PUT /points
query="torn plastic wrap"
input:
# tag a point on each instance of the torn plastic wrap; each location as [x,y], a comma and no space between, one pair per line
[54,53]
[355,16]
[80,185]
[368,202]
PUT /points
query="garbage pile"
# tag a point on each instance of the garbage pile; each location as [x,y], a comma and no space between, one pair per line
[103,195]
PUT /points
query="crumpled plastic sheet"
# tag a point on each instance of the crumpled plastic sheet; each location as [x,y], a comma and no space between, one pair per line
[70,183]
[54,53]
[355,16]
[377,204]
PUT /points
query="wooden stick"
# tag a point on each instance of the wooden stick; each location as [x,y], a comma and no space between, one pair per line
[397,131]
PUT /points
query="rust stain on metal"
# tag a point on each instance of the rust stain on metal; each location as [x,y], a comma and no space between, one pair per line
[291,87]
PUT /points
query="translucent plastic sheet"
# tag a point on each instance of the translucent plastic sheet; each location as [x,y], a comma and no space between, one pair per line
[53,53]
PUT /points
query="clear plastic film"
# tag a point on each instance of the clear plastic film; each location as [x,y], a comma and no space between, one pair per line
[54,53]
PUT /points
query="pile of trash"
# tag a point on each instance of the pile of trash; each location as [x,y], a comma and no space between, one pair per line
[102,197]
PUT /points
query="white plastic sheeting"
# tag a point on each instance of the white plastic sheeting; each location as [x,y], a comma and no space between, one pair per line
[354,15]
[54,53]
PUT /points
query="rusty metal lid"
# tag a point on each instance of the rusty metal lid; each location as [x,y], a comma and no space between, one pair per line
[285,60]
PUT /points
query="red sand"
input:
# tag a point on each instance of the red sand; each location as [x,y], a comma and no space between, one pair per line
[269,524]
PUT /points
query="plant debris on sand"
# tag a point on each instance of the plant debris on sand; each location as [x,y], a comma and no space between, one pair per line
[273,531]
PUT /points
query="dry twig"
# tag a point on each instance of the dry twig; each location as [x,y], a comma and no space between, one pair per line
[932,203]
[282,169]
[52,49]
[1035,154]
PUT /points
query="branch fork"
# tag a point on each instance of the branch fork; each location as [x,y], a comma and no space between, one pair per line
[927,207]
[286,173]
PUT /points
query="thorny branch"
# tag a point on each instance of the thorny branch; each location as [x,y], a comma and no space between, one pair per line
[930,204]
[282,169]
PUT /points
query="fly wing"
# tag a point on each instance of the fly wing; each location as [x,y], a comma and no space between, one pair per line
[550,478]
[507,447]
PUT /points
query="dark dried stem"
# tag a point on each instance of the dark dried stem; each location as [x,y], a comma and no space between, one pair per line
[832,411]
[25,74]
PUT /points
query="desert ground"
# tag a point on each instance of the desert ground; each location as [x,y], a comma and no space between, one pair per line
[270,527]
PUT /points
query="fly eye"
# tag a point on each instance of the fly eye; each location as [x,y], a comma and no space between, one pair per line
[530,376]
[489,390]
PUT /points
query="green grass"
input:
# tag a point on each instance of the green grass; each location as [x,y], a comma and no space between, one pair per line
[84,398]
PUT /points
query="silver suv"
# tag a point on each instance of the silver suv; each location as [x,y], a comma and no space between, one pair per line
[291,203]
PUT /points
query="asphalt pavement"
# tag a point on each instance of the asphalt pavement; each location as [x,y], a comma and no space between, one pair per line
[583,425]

_ _ _

WRITTEN PROBLEM: How many lines in the records above contain the string "trash"? Reply with the number alone.

EXERCISE ANSWER: 2